**What is being asked:** Write down each entry precisely as given.
[Opening Extracted entries section]
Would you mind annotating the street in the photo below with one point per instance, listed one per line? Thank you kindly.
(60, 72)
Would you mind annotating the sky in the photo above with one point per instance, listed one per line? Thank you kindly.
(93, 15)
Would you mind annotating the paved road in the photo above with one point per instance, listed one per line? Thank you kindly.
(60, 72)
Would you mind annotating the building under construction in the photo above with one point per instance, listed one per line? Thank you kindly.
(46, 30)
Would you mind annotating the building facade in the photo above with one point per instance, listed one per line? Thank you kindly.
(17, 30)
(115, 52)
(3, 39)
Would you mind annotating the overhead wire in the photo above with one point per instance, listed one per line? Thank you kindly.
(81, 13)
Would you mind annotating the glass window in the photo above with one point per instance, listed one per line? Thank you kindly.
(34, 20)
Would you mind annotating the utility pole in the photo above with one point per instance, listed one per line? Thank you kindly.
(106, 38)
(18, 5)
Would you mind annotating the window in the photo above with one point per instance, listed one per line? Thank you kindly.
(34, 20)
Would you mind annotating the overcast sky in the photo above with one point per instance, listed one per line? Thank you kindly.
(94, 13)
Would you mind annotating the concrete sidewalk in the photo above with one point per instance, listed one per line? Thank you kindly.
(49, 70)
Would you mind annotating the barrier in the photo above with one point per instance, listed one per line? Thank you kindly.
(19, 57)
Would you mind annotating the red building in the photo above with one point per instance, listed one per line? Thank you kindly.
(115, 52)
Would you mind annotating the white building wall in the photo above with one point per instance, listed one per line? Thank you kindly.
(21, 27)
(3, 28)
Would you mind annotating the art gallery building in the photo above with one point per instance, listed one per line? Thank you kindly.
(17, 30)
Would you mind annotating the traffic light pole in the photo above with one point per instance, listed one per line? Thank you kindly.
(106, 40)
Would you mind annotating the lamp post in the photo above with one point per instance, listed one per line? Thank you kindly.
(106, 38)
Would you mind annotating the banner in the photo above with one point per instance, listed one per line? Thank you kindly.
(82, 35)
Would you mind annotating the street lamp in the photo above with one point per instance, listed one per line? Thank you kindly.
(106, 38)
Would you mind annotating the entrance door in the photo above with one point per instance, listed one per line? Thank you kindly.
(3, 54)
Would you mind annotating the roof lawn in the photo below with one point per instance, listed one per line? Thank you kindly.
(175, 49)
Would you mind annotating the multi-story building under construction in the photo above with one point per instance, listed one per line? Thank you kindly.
[Closing Extracted entries section]
**Exercise answer:**
Would you mind annotating the street in the photo below with one point per instance, listed one per line? Thank you kindly.
(60, 72)
Would you mind annotating the sky in the photo above with one point per instance, listed one per line? Thank you kindly.
(93, 15)
Would you mind annotating the paved road in the photo above with one point per instance, listed one per line? Thank you kindly.
(60, 72)
Would you mind annotating the building under construction in the photo above with one point per instance, listed one per line? Thank you kindly.
(46, 30)
Would you mind annotating the building facade in the photo above with one point per instance, listed one per line? Thank you kindly.
(17, 30)
(115, 52)
(3, 39)
Would you mind annotating the overhead wire in the photo above with one point per instance, listed one per line? Thank you kindly.
(81, 13)
Would you mind annotating the glass window in the photo above with one point per instance, listed one per line? Thank you kindly.
(34, 20)
Would you mind annotating the utility pole in the photo above with one point per instance, listed one per line? Thank you kindly.
(106, 38)
(18, 5)
Would you mind annotating the window in the photo above with one point per instance, listed one per line? Thank you kindly.
(34, 20)
Would you mind annotating the overcast sky in the photo above with one point per instance, listed one per line? Thank you kindly.
(94, 13)
Would you mind annotating the concrete sidewalk in the photo above with one point per instance, listed one per line? Thank you kindly.
(49, 70)
Would you mind annotating the barrier in the photo above with one point per instance, listed one per line? Thank you kindly.
(19, 57)
Would you mind annotating the red building in the photo above with one point per instance, listed one per line? Thank you kindly.
(115, 52)
Would you mind annotating the white building wall in the photo above with one point per instance, listed one per line? Thank you kindly.
(21, 27)
(3, 28)
Would you mind annotating the art gallery building in the photo above with one point per instance, listed one per line? Thank you kindly.
(17, 30)
Would you mind annotating the traffic light pole in the photo above with one point per instance, listed one per line? Thank you kindly.
(106, 40)
Would you mind annotating the lamp post in the photo above with one point per instance, listed one per line? Thank you kindly.
(106, 38)
Would you mind annotating the banner in the photo above with one point per instance, listed one per line? Thank you kindly.
(82, 35)
Would you mind annotating the street lamp in the photo above with one point per instance, listed one per line? Thank you kindly.
(106, 38)
Would you mind annotating the entrance door in the photo above with one point per instance, listed one per line? Thank you kindly.
(3, 54)
Would you mind annotating the roof lawn in the photo below with one point per instance, listed one per line? Thank you kindly.
(175, 49)
Would you mind annotating the multi-story building under construction in the photo above with one point per instance, listed one per line? Thank you kindly.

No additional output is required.